++++ Document section

Liftoff of the capsule, called the Soyuz MS-23, took place out of Russia’s Baikonur Cosmodrome launch site in Kazakhstan on Thursday at 7:24 p.m. ET, which is 5:24 a.m. Friday local time.

The uncrewed spacecraft will spend about two days in orbit, maneuvering toward the International Space Station It’s expected to dock with the Poisk module — which is on the space station’s Russian-run portion — just after 8 p.m. ET Saturday.

The Soyuz MS-23 will be the return vehicle for cosmonauts Sergey Prokopyev and Dmitri Petelin and NASA astronaut Frank Rubio, all of whom traveled to the space station aboard the Soyuz MS-22 capsule in September.

Rather than flying with crew members aboard, the Soyuz MS-23 launched on Thursday with only a “Zero-G indicator,” which can be any object that is left in the cabin and is designed to float freely when the capsule enters microgravity. For this mission, the indicator is a teddy bear tethered by a string inside the cabin.

A teddy bear is strapped to the Soyuz MS-23 before it launches on Thursday, February 23, 2023.

++++++++
++++ Stored data

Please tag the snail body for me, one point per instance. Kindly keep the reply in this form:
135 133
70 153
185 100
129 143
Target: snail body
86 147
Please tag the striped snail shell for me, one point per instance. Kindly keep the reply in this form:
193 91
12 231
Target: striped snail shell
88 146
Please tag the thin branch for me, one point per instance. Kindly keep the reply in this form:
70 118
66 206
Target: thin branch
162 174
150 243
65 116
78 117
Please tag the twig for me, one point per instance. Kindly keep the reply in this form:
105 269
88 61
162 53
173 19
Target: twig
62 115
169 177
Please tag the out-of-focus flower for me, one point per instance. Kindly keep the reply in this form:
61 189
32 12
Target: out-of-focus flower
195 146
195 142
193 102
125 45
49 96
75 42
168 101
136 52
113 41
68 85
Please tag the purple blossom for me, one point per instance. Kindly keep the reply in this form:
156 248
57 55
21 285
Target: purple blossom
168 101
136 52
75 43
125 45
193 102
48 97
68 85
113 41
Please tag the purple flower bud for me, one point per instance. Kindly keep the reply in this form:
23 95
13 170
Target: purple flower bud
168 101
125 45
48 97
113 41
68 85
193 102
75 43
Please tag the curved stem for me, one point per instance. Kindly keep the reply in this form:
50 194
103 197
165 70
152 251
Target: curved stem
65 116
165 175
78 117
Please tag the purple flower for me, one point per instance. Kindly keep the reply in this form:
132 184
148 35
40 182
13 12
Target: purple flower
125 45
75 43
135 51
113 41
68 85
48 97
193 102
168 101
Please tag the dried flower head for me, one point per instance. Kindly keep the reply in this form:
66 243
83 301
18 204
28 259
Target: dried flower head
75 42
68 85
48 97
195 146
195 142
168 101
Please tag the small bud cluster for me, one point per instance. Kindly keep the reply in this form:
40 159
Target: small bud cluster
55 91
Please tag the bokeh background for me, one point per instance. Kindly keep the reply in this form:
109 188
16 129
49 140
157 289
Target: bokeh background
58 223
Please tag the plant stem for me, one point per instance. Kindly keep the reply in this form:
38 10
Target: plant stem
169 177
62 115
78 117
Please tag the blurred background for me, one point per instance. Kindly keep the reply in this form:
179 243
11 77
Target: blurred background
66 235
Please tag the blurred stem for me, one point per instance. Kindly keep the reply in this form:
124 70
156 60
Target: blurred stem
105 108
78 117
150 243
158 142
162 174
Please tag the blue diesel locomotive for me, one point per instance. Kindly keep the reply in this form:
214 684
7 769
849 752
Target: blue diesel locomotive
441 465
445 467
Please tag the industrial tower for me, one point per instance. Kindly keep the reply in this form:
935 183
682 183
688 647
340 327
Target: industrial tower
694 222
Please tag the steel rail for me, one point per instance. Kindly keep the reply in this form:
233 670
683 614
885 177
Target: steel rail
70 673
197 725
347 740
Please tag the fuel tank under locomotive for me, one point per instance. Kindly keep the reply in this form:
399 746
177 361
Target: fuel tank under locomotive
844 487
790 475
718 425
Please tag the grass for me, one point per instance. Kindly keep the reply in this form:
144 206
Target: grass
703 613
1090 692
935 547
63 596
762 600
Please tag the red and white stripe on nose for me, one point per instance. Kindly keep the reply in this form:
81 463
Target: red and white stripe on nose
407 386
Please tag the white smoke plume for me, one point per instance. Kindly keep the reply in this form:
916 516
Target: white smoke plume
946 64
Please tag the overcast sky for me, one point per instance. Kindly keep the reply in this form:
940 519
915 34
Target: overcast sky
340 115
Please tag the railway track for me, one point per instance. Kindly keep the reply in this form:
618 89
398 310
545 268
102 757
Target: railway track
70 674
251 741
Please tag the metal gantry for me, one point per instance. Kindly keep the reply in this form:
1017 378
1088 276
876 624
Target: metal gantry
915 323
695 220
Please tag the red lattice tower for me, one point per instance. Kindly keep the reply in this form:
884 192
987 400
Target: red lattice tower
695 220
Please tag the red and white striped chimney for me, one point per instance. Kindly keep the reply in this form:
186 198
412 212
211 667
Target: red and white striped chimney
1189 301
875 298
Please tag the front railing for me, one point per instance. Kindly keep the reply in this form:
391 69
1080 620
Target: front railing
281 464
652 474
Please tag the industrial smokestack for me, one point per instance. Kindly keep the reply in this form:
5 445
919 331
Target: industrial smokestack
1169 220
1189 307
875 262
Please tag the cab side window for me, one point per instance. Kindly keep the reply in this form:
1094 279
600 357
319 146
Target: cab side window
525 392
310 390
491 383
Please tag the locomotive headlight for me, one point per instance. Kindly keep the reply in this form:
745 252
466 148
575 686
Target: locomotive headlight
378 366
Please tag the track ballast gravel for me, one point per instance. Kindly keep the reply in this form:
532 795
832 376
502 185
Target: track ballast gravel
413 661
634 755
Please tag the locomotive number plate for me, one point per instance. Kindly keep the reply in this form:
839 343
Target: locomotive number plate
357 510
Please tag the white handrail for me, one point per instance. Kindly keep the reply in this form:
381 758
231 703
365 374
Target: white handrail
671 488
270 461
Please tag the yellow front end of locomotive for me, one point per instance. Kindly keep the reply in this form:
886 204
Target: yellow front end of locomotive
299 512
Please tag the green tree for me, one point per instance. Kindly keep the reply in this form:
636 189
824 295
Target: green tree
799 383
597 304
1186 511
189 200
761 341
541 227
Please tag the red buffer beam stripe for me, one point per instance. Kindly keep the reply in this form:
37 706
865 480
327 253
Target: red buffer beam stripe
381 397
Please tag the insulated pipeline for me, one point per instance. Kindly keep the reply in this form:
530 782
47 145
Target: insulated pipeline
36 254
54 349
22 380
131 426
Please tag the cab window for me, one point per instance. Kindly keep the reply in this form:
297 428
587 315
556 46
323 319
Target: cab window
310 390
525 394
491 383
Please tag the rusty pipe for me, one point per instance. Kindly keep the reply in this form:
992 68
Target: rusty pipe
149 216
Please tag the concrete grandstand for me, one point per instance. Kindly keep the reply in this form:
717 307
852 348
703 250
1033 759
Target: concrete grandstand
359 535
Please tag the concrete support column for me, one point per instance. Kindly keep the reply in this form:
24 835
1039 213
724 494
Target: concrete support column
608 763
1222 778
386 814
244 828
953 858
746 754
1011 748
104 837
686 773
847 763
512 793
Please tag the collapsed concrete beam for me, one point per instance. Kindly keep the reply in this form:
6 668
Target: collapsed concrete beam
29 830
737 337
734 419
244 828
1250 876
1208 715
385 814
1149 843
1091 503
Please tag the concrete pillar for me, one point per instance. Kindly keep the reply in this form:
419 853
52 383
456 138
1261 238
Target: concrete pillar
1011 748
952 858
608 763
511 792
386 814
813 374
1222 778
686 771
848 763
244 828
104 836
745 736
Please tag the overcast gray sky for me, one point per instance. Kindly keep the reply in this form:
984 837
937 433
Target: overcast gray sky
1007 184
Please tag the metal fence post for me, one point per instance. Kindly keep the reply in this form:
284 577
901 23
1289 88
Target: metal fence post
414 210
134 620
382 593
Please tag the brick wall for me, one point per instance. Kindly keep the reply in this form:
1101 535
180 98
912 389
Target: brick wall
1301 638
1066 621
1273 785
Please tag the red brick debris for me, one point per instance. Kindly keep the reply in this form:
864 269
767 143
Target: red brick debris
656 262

++++++++

> **Exercise 1**: In the Soyuz MS-23 passage, retype the text starting at "Rather than flying" and ending at "inside the cabin.".
> **Exercise 2**: According to the Soyuz MS-23 passage, what object served as the capsule's Zero-G indicator on this mission?

> **Exercise answer 1**:
Rather than flying with crew members aboard, the Soyuz MS-23 launched on Thursday with only a “Zero-G indicator,” which can be any object that is left in the cabin and is designed to float freely when the capsule enters microgravity. For this mission, the indicator is a teddy bear tethered by a string inside the cabin.

> **Exercise answer 2**: A teddy bear tethered by a string inside the cabin.